-- begin Supplied material --

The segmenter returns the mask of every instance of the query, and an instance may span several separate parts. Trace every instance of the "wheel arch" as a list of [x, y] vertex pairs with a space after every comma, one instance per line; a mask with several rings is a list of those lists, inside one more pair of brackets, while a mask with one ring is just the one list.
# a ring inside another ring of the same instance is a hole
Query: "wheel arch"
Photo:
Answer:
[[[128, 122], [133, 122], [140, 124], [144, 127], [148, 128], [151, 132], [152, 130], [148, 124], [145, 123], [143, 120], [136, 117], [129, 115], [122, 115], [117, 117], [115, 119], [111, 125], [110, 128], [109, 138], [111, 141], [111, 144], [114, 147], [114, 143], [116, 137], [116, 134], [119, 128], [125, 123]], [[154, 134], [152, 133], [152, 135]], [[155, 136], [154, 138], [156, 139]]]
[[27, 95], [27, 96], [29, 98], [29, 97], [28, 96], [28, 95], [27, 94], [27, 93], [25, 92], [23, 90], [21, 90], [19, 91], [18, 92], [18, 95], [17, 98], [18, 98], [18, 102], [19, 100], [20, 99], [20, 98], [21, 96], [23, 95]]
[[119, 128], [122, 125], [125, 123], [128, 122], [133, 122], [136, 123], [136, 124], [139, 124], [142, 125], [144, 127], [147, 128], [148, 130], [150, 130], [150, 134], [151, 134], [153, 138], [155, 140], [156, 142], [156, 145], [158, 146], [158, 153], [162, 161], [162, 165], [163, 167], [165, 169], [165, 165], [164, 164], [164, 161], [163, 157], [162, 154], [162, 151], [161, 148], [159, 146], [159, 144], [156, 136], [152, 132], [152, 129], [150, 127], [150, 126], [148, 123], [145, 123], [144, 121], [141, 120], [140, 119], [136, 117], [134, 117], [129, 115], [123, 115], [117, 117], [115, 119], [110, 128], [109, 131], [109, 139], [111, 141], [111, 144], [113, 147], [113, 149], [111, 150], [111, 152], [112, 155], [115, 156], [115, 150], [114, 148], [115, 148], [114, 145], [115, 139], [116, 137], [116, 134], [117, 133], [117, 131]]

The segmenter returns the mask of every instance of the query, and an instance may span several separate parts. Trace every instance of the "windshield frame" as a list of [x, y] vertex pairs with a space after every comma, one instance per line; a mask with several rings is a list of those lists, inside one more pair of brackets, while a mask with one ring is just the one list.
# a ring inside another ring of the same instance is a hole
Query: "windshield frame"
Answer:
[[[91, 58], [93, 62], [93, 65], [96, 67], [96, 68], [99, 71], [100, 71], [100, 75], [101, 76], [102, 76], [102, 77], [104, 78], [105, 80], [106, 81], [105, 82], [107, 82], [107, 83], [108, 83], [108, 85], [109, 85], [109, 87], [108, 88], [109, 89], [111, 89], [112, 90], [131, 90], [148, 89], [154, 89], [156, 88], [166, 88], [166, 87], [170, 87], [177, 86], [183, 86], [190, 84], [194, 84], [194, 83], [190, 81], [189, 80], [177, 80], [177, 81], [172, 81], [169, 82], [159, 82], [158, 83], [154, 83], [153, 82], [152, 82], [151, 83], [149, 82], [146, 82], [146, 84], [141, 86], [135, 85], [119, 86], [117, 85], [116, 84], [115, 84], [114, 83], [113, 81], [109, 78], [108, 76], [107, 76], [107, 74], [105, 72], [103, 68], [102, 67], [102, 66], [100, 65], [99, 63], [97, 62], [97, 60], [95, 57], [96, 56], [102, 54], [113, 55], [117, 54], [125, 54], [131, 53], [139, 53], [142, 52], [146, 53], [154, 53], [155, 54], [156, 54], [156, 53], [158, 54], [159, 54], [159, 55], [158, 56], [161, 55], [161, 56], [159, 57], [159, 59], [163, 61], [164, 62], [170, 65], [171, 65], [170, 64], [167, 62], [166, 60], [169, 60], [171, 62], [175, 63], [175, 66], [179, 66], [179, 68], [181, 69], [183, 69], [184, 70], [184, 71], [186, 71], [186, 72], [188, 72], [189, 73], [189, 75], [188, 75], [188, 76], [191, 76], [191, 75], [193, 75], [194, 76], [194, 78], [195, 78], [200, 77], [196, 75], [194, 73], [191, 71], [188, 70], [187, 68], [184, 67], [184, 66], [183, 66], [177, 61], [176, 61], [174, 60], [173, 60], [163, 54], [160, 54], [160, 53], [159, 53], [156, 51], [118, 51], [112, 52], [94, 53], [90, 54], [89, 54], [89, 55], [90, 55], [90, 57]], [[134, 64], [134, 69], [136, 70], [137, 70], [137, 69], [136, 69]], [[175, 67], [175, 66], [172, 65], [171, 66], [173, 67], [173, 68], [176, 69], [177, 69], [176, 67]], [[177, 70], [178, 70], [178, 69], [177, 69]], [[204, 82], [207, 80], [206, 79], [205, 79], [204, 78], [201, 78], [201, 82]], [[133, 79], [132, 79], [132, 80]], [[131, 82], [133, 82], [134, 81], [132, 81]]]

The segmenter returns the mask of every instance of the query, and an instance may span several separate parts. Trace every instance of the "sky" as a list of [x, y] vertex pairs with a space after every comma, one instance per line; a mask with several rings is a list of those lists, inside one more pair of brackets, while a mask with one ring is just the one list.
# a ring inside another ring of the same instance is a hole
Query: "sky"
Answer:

-- end Supplied material --

• What is expected:
Write out every entry again, keeping each line exactly the same.

• Correct response:
The segmenter returns the mask of every instance of the query, and an instance may span several separate parts. Trace every instance of the "wheel arch" as a list of [x, y] vertex pairs with a space after every comma, one instance per line; a mask with several rings is a list of those lists, inside one more pair of brackets, while a mask with one ring is just the one list.
# a ring inside another ring of the same instance is a hole
Query: "wheel arch"
Photo:
Answer:
[[[128, 122], [133, 122], [140, 124], [144, 127], [148, 128], [151, 132], [152, 130], [148, 124], [145, 123], [143, 120], [136, 117], [129, 115], [122, 115], [117, 117], [115, 119], [111, 125], [110, 128], [109, 138], [111, 141], [111, 144], [114, 147], [114, 143], [116, 137], [116, 134], [119, 128], [125, 123]], [[154, 134], [152, 133], [152, 135]], [[155, 136], [154, 138], [156, 139]]]
[[27, 95], [27, 96], [29, 98], [29, 97], [28, 96], [28, 95], [27, 94], [27, 93], [25, 92], [23, 90], [21, 90], [19, 91], [18, 92], [18, 95], [17, 98], [18, 98], [18, 102], [19, 100], [20, 99], [20, 98], [21, 96], [23, 95]]
[[119, 128], [122, 125], [125, 123], [128, 122], [133, 122], [136, 123], [136, 124], [139, 124], [142, 125], [144, 127], [147, 128], [148, 130], [150, 130], [150, 134], [151, 134], [153, 138], [155, 140], [156, 142], [156, 145], [158, 146], [158, 153], [162, 161], [162, 165], [163, 167], [165, 169], [165, 165], [164, 164], [164, 161], [163, 157], [162, 154], [162, 151], [161, 148], [159, 146], [159, 144], [156, 136], [152, 132], [152, 129], [150, 127], [150, 126], [148, 123], [145, 123], [144, 121], [141, 120], [140, 119], [136, 117], [134, 117], [129, 115], [123, 115], [117, 117], [115, 119], [110, 128], [109, 131], [109, 139], [111, 141], [111, 144], [113, 147], [113, 149], [111, 150], [111, 152], [112, 155], [115, 156], [115, 150], [114, 148], [115, 148], [114, 145], [115, 139], [116, 137], [116, 134], [117, 133], [117, 131]]

The segmenter returns the mask of every instance of the query, and an instance may span several separate parts. Trace every instance of the "windshield frame" as a list of [x, y] vertex pairs with a space after every comma, one instance per line; a mask with several rings is a list of those lists, inside one more pair of brackets, while a mask with one ring is just the one list.
# a ring inside another ring of the same instance is a hole
Query: "windshield frame"
Answer:
[[[91, 58], [93, 62], [93, 65], [96, 67], [96, 68], [99, 71], [100, 71], [100, 75], [101, 76], [102, 76], [102, 77], [104, 78], [105, 80], [106, 81], [105, 82], [107, 82], [107, 83], [108, 83], [108, 85], [109, 85], [109, 87], [108, 88], [109, 89], [111, 89], [112, 90], [131, 90], [148, 89], [154, 89], [156, 88], [166, 88], [166, 87], [170, 87], [177, 86], [183, 86], [190, 84], [194, 84], [194, 83], [190, 81], [189, 80], [177, 80], [177, 81], [172, 81], [169, 82], [159, 82], [158, 83], [154, 83], [153, 82], [152, 82], [151, 83], [149, 82], [146, 82], [146, 84], [141, 86], [135, 85], [119, 86], [117, 85], [116, 84], [115, 84], [114, 83], [113, 81], [109, 78], [108, 76], [107, 76], [107, 74], [105, 72], [103, 68], [102, 67], [102, 66], [100, 65], [99, 63], [97, 62], [97, 60], [95, 57], [96, 56], [102, 54], [113, 55], [117, 54], [125, 54], [131, 53], [139, 53], [142, 52], [146, 53], [154, 53], [155, 54], [156, 54], [156, 53], [158, 54], [159, 54], [159, 55], [158, 56], [161, 55], [161, 56], [159, 57], [159, 59], [163, 61], [164, 62], [170, 65], [171, 65], [170, 64], [167, 62], [166, 60], [169, 60], [171, 62], [175, 63], [175, 66], [179, 66], [179, 68], [181, 69], [183, 69], [184, 70], [184, 71], [186, 71], [186, 72], [188, 72], [189, 73], [189, 75], [188, 75], [188, 76], [191, 76], [191, 75], [193, 75], [194, 76], [194, 78], [195, 78], [200, 77], [196, 75], [194, 73], [191, 71], [188, 70], [187, 68], [184, 67], [184, 66], [183, 66], [177, 61], [176, 61], [174, 60], [173, 60], [163, 54], [160, 54], [160, 53], [159, 53], [156, 51], [118, 51], [112, 52], [94, 53], [90, 54], [89, 54], [89, 55], [90, 55], [90, 57]], [[134, 64], [134, 69], [136, 70], [137, 70], [137, 69], [136, 69]], [[175, 67], [175, 66], [172, 65], [171, 66], [173, 67], [173, 68], [176, 69], [177, 69], [176, 67]], [[177, 70], [178, 70], [178, 69], [177, 69]], [[204, 82], [207, 80], [206, 79], [205, 79], [204, 78], [201, 78], [201, 82]], [[133, 79], [132, 79], [132, 80]], [[131, 82], [133, 82], [134, 81], [132, 81]]]

The segmenter returns the mask of every instance of the query, and an instance may span several separate parts. Trace every instance of the "sky" as a list of [x, y] vertex pairs with a space after every comma, one instance per line; a mask with several rings is a list of those lists, inside one more pair of brackets, while a mask with one ring is just the one list.
# a ring inside another ring of the same instance is a hole
Query: "sky"
Answer:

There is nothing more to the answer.